Exercise data:
__________________________________________________

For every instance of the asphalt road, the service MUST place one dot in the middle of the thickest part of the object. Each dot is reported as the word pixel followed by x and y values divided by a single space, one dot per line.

__________________________________________________

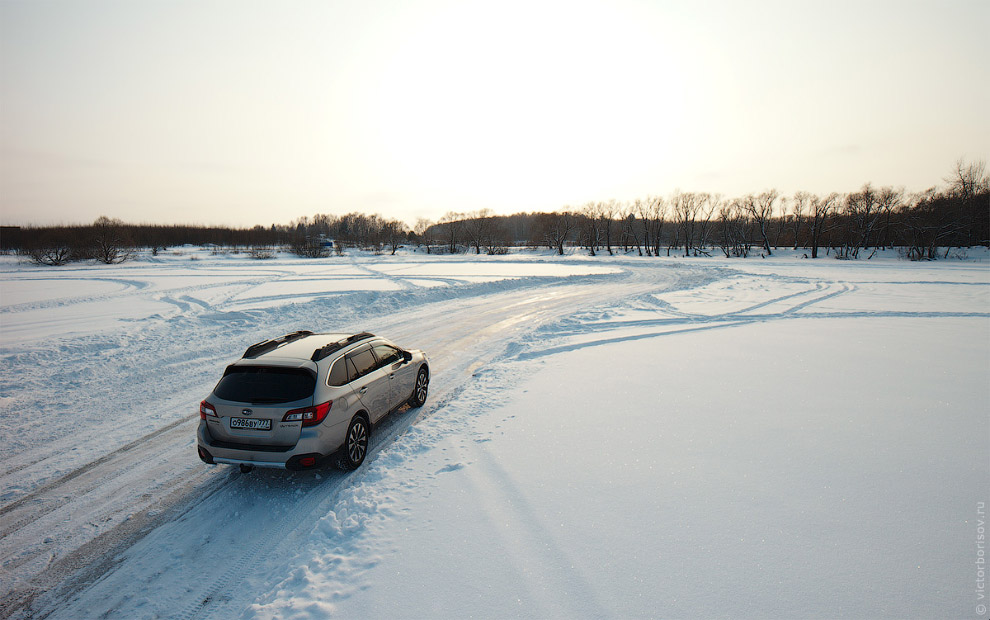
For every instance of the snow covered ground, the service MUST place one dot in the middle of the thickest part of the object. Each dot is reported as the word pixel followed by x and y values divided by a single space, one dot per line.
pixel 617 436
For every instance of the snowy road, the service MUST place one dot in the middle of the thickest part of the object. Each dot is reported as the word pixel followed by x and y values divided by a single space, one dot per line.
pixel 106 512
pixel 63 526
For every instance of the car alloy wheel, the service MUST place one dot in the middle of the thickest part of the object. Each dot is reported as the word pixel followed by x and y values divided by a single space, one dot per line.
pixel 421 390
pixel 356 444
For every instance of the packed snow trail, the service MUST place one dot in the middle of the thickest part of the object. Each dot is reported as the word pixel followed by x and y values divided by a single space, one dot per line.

__________________________________________________

Problem statement: Can you give the lines of the material from the line that contains "For every instance of the snowy" through the line that contains "pixel 356 444", both ends included, as a JSON list of strings with one string per line and blank lines left out?

Result of the exercise:
[
  "For every instance of the snowy road, the service MUST place one dot in the middle of the thickest part of the object. Each dot is reported as the word pixel followed by x and y values divided by a single space, one dot per line.",
  "pixel 106 512",
  "pixel 63 526",
  "For every instance of the car alloy wheel, the service MUST place one dot in the middle of the thickest part of the object. Each dot is reported as the word pixel followed by x and y values divided by a single space, one dot per line.",
  "pixel 421 390",
  "pixel 356 444"
]